• What the exercise asks
Could you convert every line of the records below into a Markdown table with a Row column holding the row number and a Line column holding the line, leaving out blank lines?

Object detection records
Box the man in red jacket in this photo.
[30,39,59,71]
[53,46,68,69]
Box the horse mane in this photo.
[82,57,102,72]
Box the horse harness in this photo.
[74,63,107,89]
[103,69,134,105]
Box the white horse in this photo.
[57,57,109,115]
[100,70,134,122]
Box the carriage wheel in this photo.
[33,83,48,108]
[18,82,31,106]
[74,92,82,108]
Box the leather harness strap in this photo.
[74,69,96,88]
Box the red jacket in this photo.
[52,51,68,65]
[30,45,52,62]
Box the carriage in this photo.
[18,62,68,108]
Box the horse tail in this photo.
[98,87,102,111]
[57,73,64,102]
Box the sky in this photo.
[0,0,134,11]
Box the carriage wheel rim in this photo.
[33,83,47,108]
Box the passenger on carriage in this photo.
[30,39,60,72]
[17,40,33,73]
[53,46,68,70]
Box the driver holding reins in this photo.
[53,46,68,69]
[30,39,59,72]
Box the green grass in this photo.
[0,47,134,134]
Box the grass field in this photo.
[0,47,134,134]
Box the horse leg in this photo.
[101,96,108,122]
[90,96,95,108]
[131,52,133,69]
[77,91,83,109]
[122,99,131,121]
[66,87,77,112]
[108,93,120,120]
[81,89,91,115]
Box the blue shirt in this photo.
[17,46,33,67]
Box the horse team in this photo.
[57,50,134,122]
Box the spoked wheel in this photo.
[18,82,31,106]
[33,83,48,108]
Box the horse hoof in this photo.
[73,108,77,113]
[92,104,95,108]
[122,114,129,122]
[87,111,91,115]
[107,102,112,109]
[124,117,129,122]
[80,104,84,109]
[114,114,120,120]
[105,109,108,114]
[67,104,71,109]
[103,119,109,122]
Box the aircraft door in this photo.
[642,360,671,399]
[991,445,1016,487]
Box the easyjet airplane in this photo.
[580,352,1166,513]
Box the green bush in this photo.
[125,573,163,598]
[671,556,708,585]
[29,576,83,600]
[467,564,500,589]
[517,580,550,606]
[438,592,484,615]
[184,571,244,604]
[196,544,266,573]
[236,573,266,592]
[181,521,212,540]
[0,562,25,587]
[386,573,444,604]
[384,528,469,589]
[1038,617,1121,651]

• Answer to the problem
| Row | Line |
|---|---|
| 1 | Box the man in red jacket in this photo. |
| 2 | [30,39,59,71] |
| 3 | [53,46,68,69] |
| 4 | Box the horse mane in this photo. |
| 5 | [82,57,102,72] |
| 6 | Box the horse harness in this photo. |
| 7 | [74,63,107,89] |
| 8 | [103,69,134,105] |
| 9 | Box the white horse in this photo. |
| 10 | [57,57,109,115] |
| 11 | [100,70,134,122] |
| 12 | Box the carriage wheel in this photo. |
| 13 | [33,83,48,108] |
| 14 | [18,82,31,106] |
| 15 | [74,92,82,108] |
| 16 | Box the leather harness strap in this photo. |
| 17 | [74,69,96,88] |
| 18 | Box the red jacket in this photo. |
| 19 | [52,51,68,65] |
| 20 | [30,45,52,62] |
| 21 | Box the carriage in this photo. |
| 22 | [18,62,68,108] |
| 23 | Box the horse tail in this photo. |
| 24 | [98,87,102,111] |
| 25 | [57,73,64,102] |
| 26 | Box the sky in this photo. |
| 27 | [0,0,134,11] |
| 28 | Box the carriage wheel rim in this photo. |
| 29 | [33,83,47,108] |
| 30 | Box the passenger on carriage in this photo. |
| 31 | [30,39,60,72] |
| 32 | [17,40,33,73] |
| 33 | [53,46,68,70] |
| 34 | Box the driver holding reins in this photo. |
| 35 | [53,46,68,69] |
| 36 | [30,39,59,72] |
| 37 | Box the green grass in this photo. |
| 38 | [0,47,134,134] |
| 39 | Box the grass field in this photo. |
| 40 | [0,47,134,134] |
| 41 | Box the horse leg in this photo. |
| 42 | [101,96,108,122] |
| 43 | [90,96,95,108] |
| 44 | [131,52,133,69] |
| 45 | [77,91,83,109] |
| 46 | [122,99,131,121] |
| 47 | [66,87,77,112] |
| 48 | [108,93,120,120] |
| 49 | [81,89,91,115] |
| 50 | Box the blue shirt in this photo. |
| 51 | [17,46,33,67] |
| 52 | Box the horse team in this photo. |
| 53 | [57,50,134,122] |
| 54 | Box the spoked wheel in this photo. |
| 55 | [18,82,31,106] |
| 56 | [33,83,48,108] |
| 57 | Box the horse hoof in this photo. |
| 58 | [73,108,77,113] |
| 59 | [92,104,95,108] |
| 60 | [122,114,129,122] |
| 61 | [87,111,91,115] |
| 62 | [107,102,112,109] |
| 63 | [124,117,129,122] |
| 64 | [80,104,84,109] |
| 65 | [114,114,120,120] |
| 66 | [105,109,108,114] |
| 67 | [67,104,71,109] |
| 68 | [103,119,109,122] |
| 69 | Box the aircraft door in this photo. |
| 70 | [642,360,671,399] |
| 71 | [991,445,1016,487] |
| 72 | Box the easyjet airplane in this photo. |
| 73 | [580,352,1166,513] |
| 74 | Box the green bush in this photo. |
| 75 | [125,573,163,598] |
| 76 | [671,556,708,585] |
| 77 | [29,576,83,600] |
| 78 | [467,564,500,589] |
| 79 | [517,580,550,606] |
| 80 | [438,592,484,615] |
| 81 | [184,571,244,604] |
| 82 | [196,544,266,573] |
| 83 | [236,573,266,592] |
| 84 | [181,521,212,540] |
| 85 | [0,562,25,587] |
| 86 | [386,573,444,604] |
| 87 | [384,528,469,589] |
| 88 | [1038,617,1121,651] |